-- Descripción del problema --
Por favor, repite todas las líneas que aparecen a continuación, sin alterar ningún carácter.

•••••

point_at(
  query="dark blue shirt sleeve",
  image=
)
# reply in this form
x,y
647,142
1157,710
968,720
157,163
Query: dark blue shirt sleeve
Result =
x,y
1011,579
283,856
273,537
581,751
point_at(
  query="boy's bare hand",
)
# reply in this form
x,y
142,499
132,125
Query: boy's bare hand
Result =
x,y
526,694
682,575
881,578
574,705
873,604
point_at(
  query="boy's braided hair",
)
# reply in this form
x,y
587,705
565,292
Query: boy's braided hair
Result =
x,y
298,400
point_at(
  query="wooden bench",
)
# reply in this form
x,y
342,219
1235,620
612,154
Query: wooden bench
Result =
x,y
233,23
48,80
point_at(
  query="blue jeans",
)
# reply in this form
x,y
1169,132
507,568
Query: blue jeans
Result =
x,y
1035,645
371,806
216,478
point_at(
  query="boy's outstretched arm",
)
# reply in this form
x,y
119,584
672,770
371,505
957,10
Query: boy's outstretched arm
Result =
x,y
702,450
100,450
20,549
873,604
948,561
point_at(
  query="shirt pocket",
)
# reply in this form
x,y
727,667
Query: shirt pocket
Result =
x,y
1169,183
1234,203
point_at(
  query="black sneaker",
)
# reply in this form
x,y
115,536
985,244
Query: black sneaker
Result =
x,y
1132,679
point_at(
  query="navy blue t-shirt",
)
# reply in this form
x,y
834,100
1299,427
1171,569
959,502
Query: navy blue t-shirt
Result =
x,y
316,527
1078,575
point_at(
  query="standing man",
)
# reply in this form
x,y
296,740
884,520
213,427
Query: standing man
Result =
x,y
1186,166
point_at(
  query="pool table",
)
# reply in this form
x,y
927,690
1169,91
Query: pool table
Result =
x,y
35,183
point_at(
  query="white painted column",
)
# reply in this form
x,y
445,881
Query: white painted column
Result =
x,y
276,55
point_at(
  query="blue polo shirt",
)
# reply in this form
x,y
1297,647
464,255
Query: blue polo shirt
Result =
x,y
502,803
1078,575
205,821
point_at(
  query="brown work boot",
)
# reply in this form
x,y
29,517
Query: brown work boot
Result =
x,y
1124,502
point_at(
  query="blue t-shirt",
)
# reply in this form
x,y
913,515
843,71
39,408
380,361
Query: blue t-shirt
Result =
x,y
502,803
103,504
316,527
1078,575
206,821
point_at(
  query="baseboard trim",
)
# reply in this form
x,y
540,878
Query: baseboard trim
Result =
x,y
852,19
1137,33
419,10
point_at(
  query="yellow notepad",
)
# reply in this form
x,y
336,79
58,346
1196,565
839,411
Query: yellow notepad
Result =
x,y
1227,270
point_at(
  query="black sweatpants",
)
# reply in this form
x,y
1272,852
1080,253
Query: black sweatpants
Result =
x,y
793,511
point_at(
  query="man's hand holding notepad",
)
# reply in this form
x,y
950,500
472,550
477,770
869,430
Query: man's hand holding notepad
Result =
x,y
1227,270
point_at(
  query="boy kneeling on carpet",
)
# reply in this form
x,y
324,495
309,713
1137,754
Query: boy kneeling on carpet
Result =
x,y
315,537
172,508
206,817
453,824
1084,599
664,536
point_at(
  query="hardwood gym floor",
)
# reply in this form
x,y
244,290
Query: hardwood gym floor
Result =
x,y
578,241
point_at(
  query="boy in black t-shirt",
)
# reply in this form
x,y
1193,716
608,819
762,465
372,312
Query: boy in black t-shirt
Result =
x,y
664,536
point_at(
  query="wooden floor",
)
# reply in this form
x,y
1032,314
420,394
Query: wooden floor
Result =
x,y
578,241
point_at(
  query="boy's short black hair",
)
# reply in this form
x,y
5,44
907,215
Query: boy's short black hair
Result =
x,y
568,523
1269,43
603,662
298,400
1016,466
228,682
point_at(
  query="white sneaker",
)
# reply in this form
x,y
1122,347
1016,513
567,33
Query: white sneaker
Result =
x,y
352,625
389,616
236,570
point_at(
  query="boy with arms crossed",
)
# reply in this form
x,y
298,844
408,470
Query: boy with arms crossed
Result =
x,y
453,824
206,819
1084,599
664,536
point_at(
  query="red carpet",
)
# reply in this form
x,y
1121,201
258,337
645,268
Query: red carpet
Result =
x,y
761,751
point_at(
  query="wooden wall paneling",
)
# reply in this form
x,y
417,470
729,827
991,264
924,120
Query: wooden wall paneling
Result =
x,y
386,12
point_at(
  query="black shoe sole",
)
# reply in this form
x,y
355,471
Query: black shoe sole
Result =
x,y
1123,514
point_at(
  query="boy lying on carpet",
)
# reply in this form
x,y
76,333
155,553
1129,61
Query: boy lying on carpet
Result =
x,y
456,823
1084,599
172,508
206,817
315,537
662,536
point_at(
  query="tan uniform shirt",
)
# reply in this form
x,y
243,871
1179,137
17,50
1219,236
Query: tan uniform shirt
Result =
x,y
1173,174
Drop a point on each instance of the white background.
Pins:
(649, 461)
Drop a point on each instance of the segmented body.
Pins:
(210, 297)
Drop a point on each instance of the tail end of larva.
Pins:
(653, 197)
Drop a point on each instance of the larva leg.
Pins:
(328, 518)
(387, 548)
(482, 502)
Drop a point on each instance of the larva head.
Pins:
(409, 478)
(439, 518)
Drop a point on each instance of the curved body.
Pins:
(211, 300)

•••••

-- Solución del ejercicio --
point_at(
  query="dark blue shirt sleeve",
  image=
)
# reply in this form
x,y
647,142
1157,710
968,720
157,163
Query: dark blue shirt sleeve
Result =
x,y
1011,579
283,856
273,537
581,751
point_at(
  query="boy's bare hand",
)
# reply in this form
x,y
142,499
132,125
Query: boy's bare hand
Result =
x,y
526,694
682,575
881,578
574,705
873,604
point_at(
  query="boy's braided hair",
)
# reply in this form
x,y
587,705
565,292
Query: boy's braided hair
Result =
x,y
298,400
point_at(
  query="wooden bench",
)
# reply in this form
x,y
342,219
1235,620
612,154
Query: wooden bench
Result =
x,y
233,23
48,80
point_at(
  query="blue jeans",
)
# reply in this form
x,y
1169,132
507,568
Query: blue jeans
Result =
x,y
1035,645
371,806
216,478
point_at(
  query="boy's outstretched arm",
)
# reply in this form
x,y
119,584
672,770
371,505
957,10
Query: boy's outstretched arm
Result =
x,y
702,450
100,450
20,549
873,604
948,561
point_at(
  query="shirt pocket",
)
# reply in this form
x,y
727,667
Query: shirt pocket
Result =
x,y
1169,183
1234,203
point_at(
  query="black sneaker",
)
# reply in this form
x,y
115,536
985,244
Query: black sneaker
Result =
x,y
1132,679
point_at(
  query="navy blue t-shirt",
)
# reply in this form
x,y
834,100
1299,427
1171,569
959,502
Query: navy blue t-shirt
Result =
x,y
316,527
1078,575
point_at(
  query="standing man",
)
# reply in this form
x,y
296,740
884,520
213,427
Query: standing man
Result =
x,y
1186,166
point_at(
  query="pool table",
)
# reply in this form
x,y
927,690
1169,91
Query: pool table
Result =
x,y
35,183
point_at(
  query="white painted column",
)
# reply in this form
x,y
445,881
Query: white painted column
Result =
x,y
276,55
point_at(
  query="blue polo shirt",
)
# reply in this form
x,y
1297,647
464,255
Query: blue polo shirt
Result =
x,y
502,803
1078,575
205,821
point_at(
  query="brown work boot",
)
# reply in this form
x,y
29,517
Query: brown work boot
Result =
x,y
1124,502
point_at(
  query="blue t-shirt",
)
# reply in this form
x,y
913,515
843,71
39,408
380,361
Query: blue t-shirt
Result =
x,y
502,803
103,504
316,527
1078,575
206,821
point_at(
  query="baseboard trim",
)
# reply in this form
x,y
540,878
Query: baseboard trim
Result =
x,y
852,19
1137,33
419,10
point_at(
  query="yellow notepad",
)
# reply in this form
x,y
336,79
58,346
1196,565
839,411
Query: yellow notepad
Result =
x,y
1227,270
point_at(
  query="black sweatpants",
)
# reply in this form
x,y
1272,852
1080,253
Query: black sweatpants
Result =
x,y
793,511
point_at(
  query="man's hand holding notepad",
)
# reply in this form
x,y
950,500
472,550
477,770
869,430
Query: man's hand holding notepad
Result =
x,y
1227,270
point_at(
  query="boy kneeling on carpet",
)
# reply in this form
x,y
324,495
309,713
1137,754
Query: boy kneeling on carpet
Result =
x,y
315,537
172,508
206,817
453,824
1084,599
664,536
point_at(
  query="hardwood gym floor",
)
# reply in this form
x,y
244,290
Query: hardwood gym floor
Result =
x,y
578,241
point_at(
  query="boy in black t-shirt",
)
# reply in this form
x,y
1193,716
608,819
762,465
372,312
Query: boy in black t-shirt
Result =
x,y
664,536
point_at(
  query="wooden floor",
)
# reply in this form
x,y
1032,314
420,394
Query: wooden floor
Result =
x,y
578,241
point_at(
  query="boy's short black hair",
)
# reply in this form
x,y
5,44
907,215
Query: boy's short black hair
Result =
x,y
568,523
1269,43
603,662
298,400
1016,466
228,682
point_at(
  query="white sneaker",
)
# reply in this form
x,y
1122,347
1016,513
567,33
Query: white sneaker
Result =
x,y
352,625
389,616
236,570
point_at(
  query="boy with arms crossed",
)
# reply in this form
x,y
298,844
408,470
Query: boy with arms crossed
Result =
x,y
453,824
206,819
1084,599
664,536
point_at(
  query="red carpet",
)
# reply in this form
x,y
1121,201
258,337
645,268
Query: red carpet
Result =
x,y
761,751
point_at(
  query="wooden wall paneling",
)
# reply in this form
x,y
417,470
729,827
991,264
924,120
Query: wooden wall paneling
Result =
x,y
386,12
point_at(
  query="black shoe sole",
)
# reply in this form
x,y
355,471
Query: black shoe sole
Result =
x,y
1123,514
point_at(
  query="boy lying on carpet",
)
# reply in this form
x,y
76,333
155,553
1129,61
Query: boy lying on carpet
Result =
x,y
456,823
1084,599
172,508
206,817
315,537
662,536
point_at(
  query="tan uniform shirt",
)
# reply in this form
x,y
243,871
1179,137
17,50
1219,236
Query: tan uniform shirt
Result =
x,y
1173,174
Drop a point on each instance of the white background.
Pins:
(649, 461)
Drop a point on each instance of the segmented body.
Pins:
(210, 297)
Drop a point on each instance of the tail end of larva.
Pins:
(653, 197)
Drop a point on each instance of the larva leg.
Pins:
(328, 518)
(387, 548)
(482, 502)
Drop a point on each instance of the larva head.
Pins:
(409, 478)
(439, 518)
Drop a point on each instance of the curved body.
Pins:
(211, 300)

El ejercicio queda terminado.